→ **The problem**:
Reproduce each record exactly, leaving out no line.

→ **Information supplied**:

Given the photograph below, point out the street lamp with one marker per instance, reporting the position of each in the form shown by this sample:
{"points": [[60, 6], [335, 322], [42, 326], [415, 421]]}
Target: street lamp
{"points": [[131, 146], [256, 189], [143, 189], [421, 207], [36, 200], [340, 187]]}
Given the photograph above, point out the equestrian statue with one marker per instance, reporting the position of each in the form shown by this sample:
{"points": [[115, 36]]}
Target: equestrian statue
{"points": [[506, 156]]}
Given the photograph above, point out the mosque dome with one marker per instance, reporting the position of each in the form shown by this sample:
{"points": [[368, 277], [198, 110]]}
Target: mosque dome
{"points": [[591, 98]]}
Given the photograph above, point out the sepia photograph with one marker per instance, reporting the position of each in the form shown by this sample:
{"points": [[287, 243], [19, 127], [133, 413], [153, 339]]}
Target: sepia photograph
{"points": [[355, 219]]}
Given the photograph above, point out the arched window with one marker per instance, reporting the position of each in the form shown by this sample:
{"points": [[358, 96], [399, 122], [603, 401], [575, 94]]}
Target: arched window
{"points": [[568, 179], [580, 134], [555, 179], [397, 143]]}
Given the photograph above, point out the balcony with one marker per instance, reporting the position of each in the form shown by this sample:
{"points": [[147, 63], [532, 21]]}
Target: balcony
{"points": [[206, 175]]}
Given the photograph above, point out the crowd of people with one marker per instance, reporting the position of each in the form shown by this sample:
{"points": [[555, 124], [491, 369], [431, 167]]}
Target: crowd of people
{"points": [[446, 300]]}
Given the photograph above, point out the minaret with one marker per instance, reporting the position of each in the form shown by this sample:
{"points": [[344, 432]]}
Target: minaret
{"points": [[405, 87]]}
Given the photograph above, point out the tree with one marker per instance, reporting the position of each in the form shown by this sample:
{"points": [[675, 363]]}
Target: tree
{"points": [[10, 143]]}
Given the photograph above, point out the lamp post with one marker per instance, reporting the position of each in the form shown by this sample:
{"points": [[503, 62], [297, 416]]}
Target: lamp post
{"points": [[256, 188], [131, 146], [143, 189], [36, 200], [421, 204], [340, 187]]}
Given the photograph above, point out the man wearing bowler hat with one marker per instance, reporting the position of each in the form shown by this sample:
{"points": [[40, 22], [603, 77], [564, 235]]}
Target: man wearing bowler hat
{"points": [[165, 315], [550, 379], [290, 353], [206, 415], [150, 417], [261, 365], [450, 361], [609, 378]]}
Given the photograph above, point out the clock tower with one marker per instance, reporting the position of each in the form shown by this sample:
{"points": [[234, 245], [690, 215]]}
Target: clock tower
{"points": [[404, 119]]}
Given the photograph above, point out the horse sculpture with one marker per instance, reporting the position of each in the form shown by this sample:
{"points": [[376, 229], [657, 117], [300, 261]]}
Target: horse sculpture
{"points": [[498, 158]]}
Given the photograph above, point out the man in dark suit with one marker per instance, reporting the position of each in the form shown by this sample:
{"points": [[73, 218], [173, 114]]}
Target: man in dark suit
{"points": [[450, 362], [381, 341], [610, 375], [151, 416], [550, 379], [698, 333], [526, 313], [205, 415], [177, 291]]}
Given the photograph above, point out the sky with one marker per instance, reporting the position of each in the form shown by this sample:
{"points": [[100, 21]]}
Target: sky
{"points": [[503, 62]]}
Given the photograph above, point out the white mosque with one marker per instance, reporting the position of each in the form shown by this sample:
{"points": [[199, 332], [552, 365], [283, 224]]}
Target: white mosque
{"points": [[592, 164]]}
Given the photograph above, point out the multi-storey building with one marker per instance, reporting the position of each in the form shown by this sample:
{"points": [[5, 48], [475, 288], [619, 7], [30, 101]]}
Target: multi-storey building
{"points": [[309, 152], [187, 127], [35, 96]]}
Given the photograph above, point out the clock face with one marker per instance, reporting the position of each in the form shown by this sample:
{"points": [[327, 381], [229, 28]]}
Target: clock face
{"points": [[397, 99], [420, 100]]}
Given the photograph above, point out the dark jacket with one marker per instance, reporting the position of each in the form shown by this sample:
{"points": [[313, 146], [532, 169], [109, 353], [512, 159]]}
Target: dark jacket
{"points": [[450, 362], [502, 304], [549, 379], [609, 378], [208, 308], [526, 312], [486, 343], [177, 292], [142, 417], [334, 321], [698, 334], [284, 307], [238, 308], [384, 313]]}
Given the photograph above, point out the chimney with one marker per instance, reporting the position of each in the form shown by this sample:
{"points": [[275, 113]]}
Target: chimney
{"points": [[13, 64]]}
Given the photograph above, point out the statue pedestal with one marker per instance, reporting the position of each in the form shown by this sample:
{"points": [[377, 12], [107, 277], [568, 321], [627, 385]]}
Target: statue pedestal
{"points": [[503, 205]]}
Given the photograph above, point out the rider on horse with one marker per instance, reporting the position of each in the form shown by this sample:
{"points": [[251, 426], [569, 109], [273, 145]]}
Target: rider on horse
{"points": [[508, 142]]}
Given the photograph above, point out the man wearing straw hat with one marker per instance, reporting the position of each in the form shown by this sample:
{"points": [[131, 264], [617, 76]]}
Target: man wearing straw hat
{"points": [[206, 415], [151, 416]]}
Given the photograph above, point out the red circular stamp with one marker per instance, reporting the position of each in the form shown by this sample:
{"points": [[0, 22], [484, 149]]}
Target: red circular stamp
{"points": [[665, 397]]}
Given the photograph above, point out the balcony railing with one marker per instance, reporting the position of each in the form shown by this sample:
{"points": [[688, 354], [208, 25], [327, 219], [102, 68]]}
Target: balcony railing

→ **Response to the exercise**:
Given the photograph below, point out the street lamp with one marker per instance, reporting the position of each in the form shown by this sample:
{"points": [[60, 6], [335, 322], [42, 326], [415, 421]]}
Target: street lamp
{"points": [[131, 146], [256, 189], [143, 189], [421, 207], [36, 200], [340, 187]]}
Given the photograph above, point out the equestrian statue with one marker per instance, reporting the position of each in the form shown by this sample:
{"points": [[115, 36]]}
Target: equestrian statue
{"points": [[506, 156]]}
Given the photograph above, point out the mosque dome with one marker per instance, reporting the position of each in the form shown by this sample:
{"points": [[368, 277], [198, 110]]}
Target: mosque dome
{"points": [[591, 98]]}
Given the photograph above, point out the sepia photograph with one marker per instance, reporting the position of each in the form shown by this sample:
{"points": [[287, 243], [19, 127], [133, 413], [153, 339]]}
Target: sepia photograph
{"points": [[355, 219]]}
Given the photograph above, point out the arched window with one marker per instance, reporting the position of each in the form shown by this sample:
{"points": [[358, 96], [399, 122], [603, 401], [575, 94]]}
Target: arched window
{"points": [[568, 179], [580, 134], [555, 179], [397, 143]]}
Given the photograph above, point out the balcony with one marker per instance, reporting the position of each in the form shown by this sample:
{"points": [[147, 63], [532, 21]]}
Target: balcony
{"points": [[206, 175]]}
Given the photograph above, point out the crowd of people with one marker per instance, reporting the position of each in the form shown by this sample:
{"points": [[555, 124], [491, 369], [431, 167]]}
Target: crowd of people
{"points": [[446, 300]]}
Given the photograph above, point out the minaret with one marker per instance, reporting the position of each in the form shown by this sample:
{"points": [[344, 432]]}
Target: minaret
{"points": [[405, 87]]}
Given the photograph above, point out the tree with one marker per instance, reporting the position of each in the form shown by this sample:
{"points": [[675, 363]]}
Target: tree
{"points": [[10, 143]]}
Given the photograph above, point out the lamp post with one marker per instance, reporting the position of each in the form shown by this sample:
{"points": [[503, 62], [297, 416]]}
Target: lamp post
{"points": [[256, 188], [131, 146], [143, 189], [36, 200], [421, 204], [340, 187]]}
Given the photograph above, point out the man wearing bowler hat with one marker per instance, reporting the position of each in the form shown by this sample:
{"points": [[40, 22], [603, 77], [564, 235]]}
Target: man wearing bowler hat
{"points": [[165, 315], [550, 379], [290, 353], [206, 415], [150, 417], [261, 365], [450, 361], [609, 378]]}
Given the photograph above, point out the clock tower with one marker per instance, reporting the position of each in the form shown by this sample:
{"points": [[234, 245], [690, 215]]}
Target: clock tower
{"points": [[404, 119]]}
Given the photograph above, point out the horse sculpture with one marker per instance, reporting the position of each in the form shown by this sample:
{"points": [[376, 229], [657, 117], [300, 261]]}
Target: horse sculpture
{"points": [[498, 158]]}
Given the photograph above, point out the man in dark suit with one marker per instance, reporting the position of each in the form shown by this sample:
{"points": [[73, 218], [173, 114]]}
Target: man in dark suit
{"points": [[450, 362], [381, 341], [610, 375], [151, 416], [550, 379], [698, 333], [526, 313], [205, 415], [177, 291]]}
Given the photograph above, point out the sky with one marker per instance, reporting the position of each in the form shown by this sample:
{"points": [[100, 21]]}
Target: sky
{"points": [[503, 62]]}
Given the photograph above, point out the white mosque with one marker per instance, reporting the position of each in the form shown by this sample:
{"points": [[199, 332], [552, 365], [283, 224]]}
Target: white mosque
{"points": [[592, 164]]}
Given the photograph above, point out the multi-storey building with one marker per instance, reporting the position of each in the form shown by this sample:
{"points": [[5, 48], [475, 288], [619, 7], [30, 101]]}
Target: multi-storey building
{"points": [[309, 152], [187, 127], [35, 96]]}
Given the photograph above, point out the clock face with one marker per instance, reporting the position of each in the form shown by this sample:
{"points": [[327, 381], [229, 28]]}
Target: clock face
{"points": [[397, 99], [420, 100]]}
Given the photograph above, point out the dark jacket with one marker per instance, reporting the position of each in the form shown by this sample:
{"points": [[313, 146], [532, 169], [109, 353], [512, 159]]}
Target: dark jacket
{"points": [[450, 362], [502, 304], [549, 379], [609, 378], [208, 308], [526, 312], [486, 343], [177, 292], [142, 417], [334, 321], [698, 334], [284, 307], [238, 308], [384, 313]]}
Given the photograph above, point out the chimney with one marker per instance, reporting the position of each in the form shown by this sample:
{"points": [[275, 113]]}
Target: chimney
{"points": [[13, 64]]}
Given the photograph above, point out the statue pedestal with one marker per instance, reporting the position of each in the form shown by this sample:
{"points": [[377, 12], [107, 277], [568, 321], [627, 385]]}
Target: statue pedestal
{"points": [[503, 205]]}
Given the photograph above, point out the rider on horse with one marker per instance, reporting the position of each in the form shown by this sample:
{"points": [[251, 426], [569, 109], [273, 145]]}
Target: rider on horse
{"points": [[508, 142]]}
Given the photograph above, point out the man wearing straw hat with one marker per instance, reporting the position of each in the form shown by this sample:
{"points": [[131, 264], [617, 76]]}
Target: man wearing straw hat
{"points": [[206, 415], [151, 416]]}
Given the photograph above, point out the red circular stamp with one marker per instance, reporting the position of each in the form shown by this sample:
{"points": [[0, 22], [484, 149]]}
Target: red circular stamp
{"points": [[665, 397]]}
Given the photograph above, point out the balcony railing with one marker per instance, reporting the position of each in the form shown by this sample:
{"points": [[688, 354], [208, 25], [327, 219], [102, 68]]}
Target: balcony railing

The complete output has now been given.